> [Task directions]: Let the line containing "of the river" serve as the first line of the answer and the final line of the entries as its last, with every line between copied exactly.

(Saved entries)
===
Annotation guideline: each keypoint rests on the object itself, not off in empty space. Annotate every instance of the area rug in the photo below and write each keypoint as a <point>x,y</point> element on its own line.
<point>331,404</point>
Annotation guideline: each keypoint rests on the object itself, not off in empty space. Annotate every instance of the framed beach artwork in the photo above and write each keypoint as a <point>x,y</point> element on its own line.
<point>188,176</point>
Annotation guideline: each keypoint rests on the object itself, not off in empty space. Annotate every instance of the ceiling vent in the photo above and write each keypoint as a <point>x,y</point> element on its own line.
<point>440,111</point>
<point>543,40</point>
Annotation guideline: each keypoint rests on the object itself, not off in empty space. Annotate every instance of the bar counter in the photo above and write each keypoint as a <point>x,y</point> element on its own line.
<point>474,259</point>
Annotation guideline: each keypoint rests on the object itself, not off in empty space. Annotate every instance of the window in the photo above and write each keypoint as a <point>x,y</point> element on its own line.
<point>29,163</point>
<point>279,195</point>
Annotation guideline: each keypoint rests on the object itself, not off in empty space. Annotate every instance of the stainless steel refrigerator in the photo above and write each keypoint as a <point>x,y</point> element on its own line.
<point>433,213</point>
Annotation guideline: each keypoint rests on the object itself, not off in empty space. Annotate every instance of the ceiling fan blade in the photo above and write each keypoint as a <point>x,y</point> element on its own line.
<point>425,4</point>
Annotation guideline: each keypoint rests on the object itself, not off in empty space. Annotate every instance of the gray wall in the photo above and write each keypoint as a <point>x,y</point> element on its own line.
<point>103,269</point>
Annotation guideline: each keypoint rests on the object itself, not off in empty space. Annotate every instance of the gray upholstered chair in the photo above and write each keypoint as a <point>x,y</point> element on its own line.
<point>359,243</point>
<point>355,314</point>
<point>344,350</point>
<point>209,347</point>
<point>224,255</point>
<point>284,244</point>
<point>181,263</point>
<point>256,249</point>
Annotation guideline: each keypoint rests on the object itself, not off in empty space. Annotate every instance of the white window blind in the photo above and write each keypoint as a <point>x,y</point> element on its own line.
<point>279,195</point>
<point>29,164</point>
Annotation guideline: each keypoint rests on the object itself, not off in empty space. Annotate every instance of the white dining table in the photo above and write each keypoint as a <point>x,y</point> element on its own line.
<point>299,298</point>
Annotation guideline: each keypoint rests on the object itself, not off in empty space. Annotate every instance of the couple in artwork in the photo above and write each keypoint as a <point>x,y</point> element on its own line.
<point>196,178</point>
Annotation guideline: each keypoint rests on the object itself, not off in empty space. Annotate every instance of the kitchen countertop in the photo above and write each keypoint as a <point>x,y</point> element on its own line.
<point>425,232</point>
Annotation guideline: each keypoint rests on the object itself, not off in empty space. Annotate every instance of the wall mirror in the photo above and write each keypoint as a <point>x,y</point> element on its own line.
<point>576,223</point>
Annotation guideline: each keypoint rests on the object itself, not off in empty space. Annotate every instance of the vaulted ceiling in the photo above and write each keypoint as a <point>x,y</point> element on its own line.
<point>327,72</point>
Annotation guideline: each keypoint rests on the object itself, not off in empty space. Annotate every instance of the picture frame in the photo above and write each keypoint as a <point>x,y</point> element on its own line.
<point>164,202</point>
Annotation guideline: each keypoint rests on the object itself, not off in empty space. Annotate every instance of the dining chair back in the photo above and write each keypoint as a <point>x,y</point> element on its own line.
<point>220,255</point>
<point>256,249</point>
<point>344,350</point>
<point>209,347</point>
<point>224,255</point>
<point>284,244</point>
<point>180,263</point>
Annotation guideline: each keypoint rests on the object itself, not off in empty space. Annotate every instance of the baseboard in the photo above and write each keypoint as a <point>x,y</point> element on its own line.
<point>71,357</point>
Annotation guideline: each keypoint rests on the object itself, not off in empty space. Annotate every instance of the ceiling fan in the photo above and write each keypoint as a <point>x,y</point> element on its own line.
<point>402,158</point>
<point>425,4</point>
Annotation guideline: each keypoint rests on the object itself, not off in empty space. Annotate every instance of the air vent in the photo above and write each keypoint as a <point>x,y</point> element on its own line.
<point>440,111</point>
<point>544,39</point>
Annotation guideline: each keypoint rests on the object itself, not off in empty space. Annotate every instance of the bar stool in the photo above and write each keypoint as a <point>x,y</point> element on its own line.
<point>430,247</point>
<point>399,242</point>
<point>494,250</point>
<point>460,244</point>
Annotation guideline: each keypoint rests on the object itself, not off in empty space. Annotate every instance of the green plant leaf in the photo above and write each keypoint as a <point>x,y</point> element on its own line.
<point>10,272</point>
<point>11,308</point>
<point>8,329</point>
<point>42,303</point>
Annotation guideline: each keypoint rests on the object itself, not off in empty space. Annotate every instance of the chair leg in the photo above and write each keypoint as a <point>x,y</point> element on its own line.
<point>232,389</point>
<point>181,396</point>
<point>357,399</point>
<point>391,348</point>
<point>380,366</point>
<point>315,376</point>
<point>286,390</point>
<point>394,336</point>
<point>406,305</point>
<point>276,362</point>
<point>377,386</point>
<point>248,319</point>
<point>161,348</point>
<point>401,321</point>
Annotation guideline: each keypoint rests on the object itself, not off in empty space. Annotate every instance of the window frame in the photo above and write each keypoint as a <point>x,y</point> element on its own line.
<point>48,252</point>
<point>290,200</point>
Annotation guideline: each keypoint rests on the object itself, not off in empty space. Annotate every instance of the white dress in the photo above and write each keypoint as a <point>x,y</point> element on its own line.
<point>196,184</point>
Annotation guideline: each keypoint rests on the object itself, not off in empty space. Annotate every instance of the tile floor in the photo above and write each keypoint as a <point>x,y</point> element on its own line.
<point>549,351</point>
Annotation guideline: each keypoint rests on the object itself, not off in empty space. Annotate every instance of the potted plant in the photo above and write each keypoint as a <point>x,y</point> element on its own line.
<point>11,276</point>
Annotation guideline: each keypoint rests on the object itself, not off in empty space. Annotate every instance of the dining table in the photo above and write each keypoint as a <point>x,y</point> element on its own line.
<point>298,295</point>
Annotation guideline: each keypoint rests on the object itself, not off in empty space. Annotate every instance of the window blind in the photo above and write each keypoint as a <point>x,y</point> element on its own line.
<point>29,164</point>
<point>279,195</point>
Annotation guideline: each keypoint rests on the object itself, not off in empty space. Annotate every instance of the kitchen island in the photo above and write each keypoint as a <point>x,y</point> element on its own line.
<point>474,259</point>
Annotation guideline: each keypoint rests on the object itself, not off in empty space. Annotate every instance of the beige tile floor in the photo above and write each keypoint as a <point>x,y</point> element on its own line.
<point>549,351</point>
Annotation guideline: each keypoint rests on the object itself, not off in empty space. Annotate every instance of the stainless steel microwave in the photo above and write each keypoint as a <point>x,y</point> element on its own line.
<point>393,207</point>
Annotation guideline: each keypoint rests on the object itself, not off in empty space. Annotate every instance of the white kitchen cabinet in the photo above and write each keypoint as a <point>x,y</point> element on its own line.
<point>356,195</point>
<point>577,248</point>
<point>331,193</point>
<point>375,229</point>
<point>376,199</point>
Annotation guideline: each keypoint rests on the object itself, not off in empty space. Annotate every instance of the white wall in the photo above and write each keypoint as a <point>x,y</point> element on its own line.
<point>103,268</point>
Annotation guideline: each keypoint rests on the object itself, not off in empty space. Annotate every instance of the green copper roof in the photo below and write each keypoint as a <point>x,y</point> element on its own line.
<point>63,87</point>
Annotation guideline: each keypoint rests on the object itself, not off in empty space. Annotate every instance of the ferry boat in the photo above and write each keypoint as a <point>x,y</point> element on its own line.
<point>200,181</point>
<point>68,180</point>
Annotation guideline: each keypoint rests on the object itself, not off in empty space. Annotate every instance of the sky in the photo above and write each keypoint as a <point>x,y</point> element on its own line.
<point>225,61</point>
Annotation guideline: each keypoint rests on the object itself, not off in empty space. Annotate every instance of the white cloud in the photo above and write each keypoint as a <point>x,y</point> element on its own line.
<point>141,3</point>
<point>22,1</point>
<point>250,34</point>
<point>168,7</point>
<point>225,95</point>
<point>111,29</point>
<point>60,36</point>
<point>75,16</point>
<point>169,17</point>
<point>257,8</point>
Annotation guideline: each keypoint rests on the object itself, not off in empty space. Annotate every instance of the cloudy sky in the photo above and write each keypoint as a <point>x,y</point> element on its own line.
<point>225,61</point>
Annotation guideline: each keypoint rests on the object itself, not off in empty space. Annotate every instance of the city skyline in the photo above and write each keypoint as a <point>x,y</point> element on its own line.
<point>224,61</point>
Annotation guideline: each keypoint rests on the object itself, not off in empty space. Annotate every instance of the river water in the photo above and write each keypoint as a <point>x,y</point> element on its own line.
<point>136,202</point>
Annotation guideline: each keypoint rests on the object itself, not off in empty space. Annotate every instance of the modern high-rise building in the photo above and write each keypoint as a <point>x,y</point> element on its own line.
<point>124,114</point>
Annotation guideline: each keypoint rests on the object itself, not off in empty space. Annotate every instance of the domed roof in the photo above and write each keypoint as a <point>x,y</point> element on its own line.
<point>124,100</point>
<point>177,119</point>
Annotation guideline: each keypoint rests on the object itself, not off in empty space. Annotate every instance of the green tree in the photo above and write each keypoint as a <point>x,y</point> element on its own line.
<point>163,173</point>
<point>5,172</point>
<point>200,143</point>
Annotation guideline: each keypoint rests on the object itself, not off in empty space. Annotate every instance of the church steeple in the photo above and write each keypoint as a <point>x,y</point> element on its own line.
===
> [Answer to the problem]:
Annotation guideline: each keypoint rests on the object itself, not off in empty space. Annotate every instance of the river water in the photo above and write each keypoint as a <point>x,y</point> element on its own line.
<point>136,202</point>
Annotation guideline: each keypoint rests on the object itself, not off in empty space. Annotate every instance of the modern high-rise building in the photo above and write each keypoint as a <point>x,y</point> element on its own line.
<point>124,114</point>
Annotation guideline: each keypoint rests on the object itself, not off in empty space. Annotate every instance of the domed roof in the photo above and write each keypoint as a <point>x,y</point> element on its own line.
<point>124,100</point>
<point>177,119</point>
Annotation guideline: each keypoint rests on the object itself, not off in empty space. Annotate every instance of the green tree in the photo above and write each keypoint as a <point>x,y</point> element on its own line.
<point>163,173</point>
<point>5,172</point>
<point>200,143</point>
Annotation guideline: each keypoint rests on the object itself, not off in empty space. Annotate every instance of the church steeple in the photo above and write each keypoint as a <point>x,y</point> element on its own line.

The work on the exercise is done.